#### Given problem 1
In the antitrust passage below, condense the paragraph beginning "Ferguson, the Virginia solicitor general, said" into a shorter version that keeps its main facts.
#### Given problem 2
According to the antitrust passage below, how many federal agencies enforce the federal antitrust laws?
#### Given problem 3
For each statement, answer yes or no based on the antitrust passage below, and quote the words that decide it.
(a) The problem of state resources is limited to one political party.
(b) Peterson's office went from one lawyer to two.
(c) Ferguson mentions deference to federal antitrust law over the last 115 years.

#### Text passage
* Start *

Ferguson, the Virginia solicitor general, said the root of the problem is that states find themselves “kind of locked" into a difficult situation where they don't have an obvious incentive to devote a lot of resources to antitrust enforcement because it seems a lot of funding is devoted to it at the federal level.

“I don't mean this in a bad way, but you know, there are two federal agencies that enforce the federal antitrust laws. They tend to kind of crowd out state enforcement because the response to a lot of requests for additional state antitrust resources is, ‘Isn't that, like, a federal thing?’” Ferguson said.

The problem isn’t limited to one political party or administration, he said. States just don't have sufficient resources to keep up with the Big Tech companies and other entities potentially in violation of the law.

“This is even more aggravated in the states, but it's just a result of the fact that states are smaller governments and there has, over the course of the last 115 years, been pretty substantial kind of deference to federal antitrust law and federal antitrust enforcers,” Ferguson said.

Doug Peterson, outgoing Nebraska attorney general, told MLex in an interview that his office has upped its game by hiring new lawyers and devoting additional resources to antitrust enforcement.

“You could say we upped it 100 percent — we went from one [lawyer] to two,” Peterson said. “We're just 70 lawyers in a 1.9 million population state.”

* End *

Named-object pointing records

* Start *

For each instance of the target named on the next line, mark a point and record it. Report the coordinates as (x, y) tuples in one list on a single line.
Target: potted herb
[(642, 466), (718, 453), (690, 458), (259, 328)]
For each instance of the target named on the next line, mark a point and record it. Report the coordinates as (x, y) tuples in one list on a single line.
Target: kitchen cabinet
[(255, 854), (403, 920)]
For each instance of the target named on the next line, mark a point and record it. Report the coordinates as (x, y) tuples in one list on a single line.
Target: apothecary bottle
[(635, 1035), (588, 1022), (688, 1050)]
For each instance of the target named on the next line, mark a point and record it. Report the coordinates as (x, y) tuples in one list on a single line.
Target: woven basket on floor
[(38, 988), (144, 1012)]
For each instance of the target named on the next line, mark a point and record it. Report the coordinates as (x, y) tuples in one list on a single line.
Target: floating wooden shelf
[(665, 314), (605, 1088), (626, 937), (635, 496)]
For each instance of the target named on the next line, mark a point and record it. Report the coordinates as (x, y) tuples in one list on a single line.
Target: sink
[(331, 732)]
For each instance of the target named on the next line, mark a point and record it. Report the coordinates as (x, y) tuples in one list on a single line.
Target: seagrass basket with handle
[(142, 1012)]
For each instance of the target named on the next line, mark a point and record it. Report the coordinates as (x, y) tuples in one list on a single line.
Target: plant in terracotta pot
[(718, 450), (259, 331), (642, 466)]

* End *

#### Full output 1
Ferguson, Virginia's solicitor general, said states are "kind of locked" into a situation where they lack an obvious incentive to put many resources into antitrust enforcement, since much funding for it seems to go to the federal level.

#### Full output 2
Two.

#### Full output 3
(a) No: "The problem isn’t limited to one political party or administration"
(b) Yes: "we went from one [lawyer] to two"
(c) Yes: "over the course of the last 115 years, been pretty substantial kind of deference to federal antitrust law"